### Required action
Rewrite everything in the passage on how often sex is healthy from "When teach my" down to "an unhealthy amount?", substituting "academic term" for "semester".

### Supplied passage
▼

First we have to understand the terms healthy and sex.
When teach my undergraduate-level course on Human Sexuality, I ask the students to anonymously write any question they want answered on a slip of paper. I tell them that, over the course, of the semester, I will try to answer all their questions.
A common question I receive is: “How many times a week is it healthy to have sex?” The answer depends on how one interprets the words “healthy” and “sex.”
By “healthy”does the person asking the question mean “normal”? Alternatively, perhaps the question concerns how many times a week one needs to have sex to reap the health benefits. On the flip side, maybe the concern underlying the question is how much is too much sex. Is there an unhealthy amount?
And what is meant by the term “sex?” In our culture, the term sex is often used synonymously with heterosexual penile-vaginal intercourse, a cultural problem that I do a deep dive into (pun intended) in my new book, Becoming Cliterate—pointing out, for example, how such language privileges both heterosexual sex and male sexual pleasure, and how it both reflects and perpetuates the gendered orgasm gap between women and men.
Nevertheless, to answer this particular question, I tell my class that I am going to make the flawed assumption that the writer is defining sex the way our culture does, as heterosexual penile-vaginal intercourse. So, here’s my answer.
First the statistics—the average based on surveys. In 2010, the largest nationally representative study on this (and other sexual topics) ever conducted (National Survey of Health and Health Related Behaviors) reported the following. When asked about the last year, among those in the 18 – 24 year old range:
11.8% of women and 4.2% of men had not had intercourse
14.7% of women and
12.5% of men had intercourse a few times a year to monthly
14.7% of women and 16.7% of men had intercourse a few times each month to weekly
35.3% of women and 45.8% of men had intercourese 2 – 3 times per week
23.5% of women and 20.8% of men has intercourse 4+ times per week
In other age ranges, these numbers were quite different. As just one example, in the 50 – 59 year old range, 1.1% of women and 1.1% of men had intercourse 4+ times per week. As you can see, there is quite a variety in how many times a week people have intercourse, and this varies by age and gender. There is no “normal” amount—just a percentage that gets the highest endorsement by age and gender.
Perhaps, however, the student asking this question didn’t want to know about the amount of intercourse that was “normal” or average. Maybe the inquiry pertained to how much intercourseI (and other sexual activity) a person has to have to reap the many health benefits of sex, something I devote an entire chapter to in my book, A Tired Woman’s Guide to Passionate Sex. An excellent “White Paper” published by Planned Parenthood and the Society for the Scientific Study of Sexuality, also summarizes these studies, including one that could shed some light on this potential question. A study of over a hundred college students found that those who had sexual intercourse once or twice a week had 30% higher levels of immunoglobulin A (IgA) than either those who were abstinent or those that had intercourse more often than twice a week. Since IgA is essential to the body’s immune response it seems that, at least according to this one small study, college students who want to reap the immune functioning benefits of intercourse should engage in the act once or twice a week.

▲

### Input data

▼

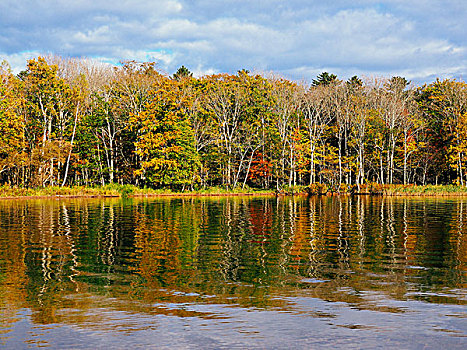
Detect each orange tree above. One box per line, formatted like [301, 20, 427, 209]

▲
▼

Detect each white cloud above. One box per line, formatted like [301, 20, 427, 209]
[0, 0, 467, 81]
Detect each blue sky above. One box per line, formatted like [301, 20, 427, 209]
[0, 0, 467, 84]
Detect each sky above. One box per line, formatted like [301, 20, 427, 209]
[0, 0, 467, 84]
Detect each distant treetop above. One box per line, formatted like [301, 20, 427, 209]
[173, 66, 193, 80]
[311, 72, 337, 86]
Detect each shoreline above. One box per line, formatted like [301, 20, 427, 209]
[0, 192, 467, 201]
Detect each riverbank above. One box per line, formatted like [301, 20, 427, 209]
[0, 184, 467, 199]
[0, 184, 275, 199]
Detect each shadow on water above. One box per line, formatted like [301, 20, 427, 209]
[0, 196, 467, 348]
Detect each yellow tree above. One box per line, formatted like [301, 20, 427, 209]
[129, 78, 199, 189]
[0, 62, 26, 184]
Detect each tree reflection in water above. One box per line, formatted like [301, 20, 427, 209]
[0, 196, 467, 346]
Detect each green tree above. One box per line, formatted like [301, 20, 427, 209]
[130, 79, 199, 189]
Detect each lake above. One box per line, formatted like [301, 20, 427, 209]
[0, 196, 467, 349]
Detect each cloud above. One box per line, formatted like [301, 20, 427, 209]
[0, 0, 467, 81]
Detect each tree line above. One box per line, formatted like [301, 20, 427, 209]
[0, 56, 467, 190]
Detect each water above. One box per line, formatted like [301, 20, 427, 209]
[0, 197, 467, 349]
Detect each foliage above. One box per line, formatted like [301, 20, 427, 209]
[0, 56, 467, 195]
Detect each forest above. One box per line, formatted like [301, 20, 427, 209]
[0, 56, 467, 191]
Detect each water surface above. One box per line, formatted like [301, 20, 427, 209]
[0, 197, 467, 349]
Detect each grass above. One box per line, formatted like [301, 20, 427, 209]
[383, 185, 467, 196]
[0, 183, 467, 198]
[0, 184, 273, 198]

▲
▼

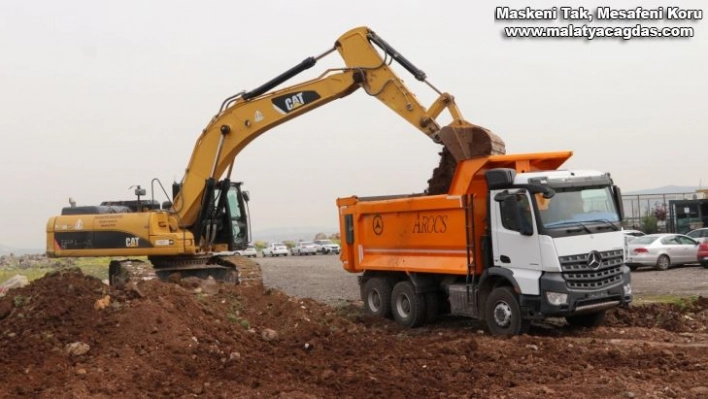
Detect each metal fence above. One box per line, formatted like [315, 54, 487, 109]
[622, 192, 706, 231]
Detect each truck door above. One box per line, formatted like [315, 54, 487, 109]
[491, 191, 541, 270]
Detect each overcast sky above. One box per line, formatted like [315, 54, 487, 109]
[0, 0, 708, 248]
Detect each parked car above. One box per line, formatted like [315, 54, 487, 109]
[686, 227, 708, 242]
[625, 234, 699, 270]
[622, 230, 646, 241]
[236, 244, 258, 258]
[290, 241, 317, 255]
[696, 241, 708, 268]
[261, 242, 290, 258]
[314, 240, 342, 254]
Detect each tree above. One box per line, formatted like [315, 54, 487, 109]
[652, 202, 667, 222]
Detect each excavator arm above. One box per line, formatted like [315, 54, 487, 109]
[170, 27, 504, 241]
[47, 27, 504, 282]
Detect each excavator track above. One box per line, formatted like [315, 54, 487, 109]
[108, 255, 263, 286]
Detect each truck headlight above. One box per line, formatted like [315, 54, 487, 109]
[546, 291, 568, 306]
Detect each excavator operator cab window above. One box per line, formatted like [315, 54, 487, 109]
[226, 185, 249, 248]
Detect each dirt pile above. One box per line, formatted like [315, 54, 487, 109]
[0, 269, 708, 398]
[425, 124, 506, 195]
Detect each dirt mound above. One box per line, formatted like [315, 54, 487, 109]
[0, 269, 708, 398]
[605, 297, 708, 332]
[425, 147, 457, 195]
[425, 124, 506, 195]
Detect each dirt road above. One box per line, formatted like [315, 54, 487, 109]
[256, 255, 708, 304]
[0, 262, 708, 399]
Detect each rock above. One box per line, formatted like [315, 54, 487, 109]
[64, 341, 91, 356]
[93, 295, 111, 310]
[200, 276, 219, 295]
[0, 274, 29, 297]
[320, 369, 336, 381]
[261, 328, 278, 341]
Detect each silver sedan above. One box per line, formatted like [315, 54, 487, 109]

▲

### Answer below
When teach my undergraduate-level course on Human Sexuality, I ask the students to anonymously write any question they want answered on a slip of paper. I tell them that, over the course, of the academic term, I will try to answer all their questions.
A common question I receive is: “How many times a week is it healthy to have sex?” The answer depends on how one interprets the words “healthy” and “sex.”
By “healthy”does the person asking the question mean “normal”? Alternatively, perhaps the question concerns how many times a week one needs to have sex to reap the health benefits. On the flip side, maybe the concern underlying the question is how much is too much sex. Is there an unhealthy amount?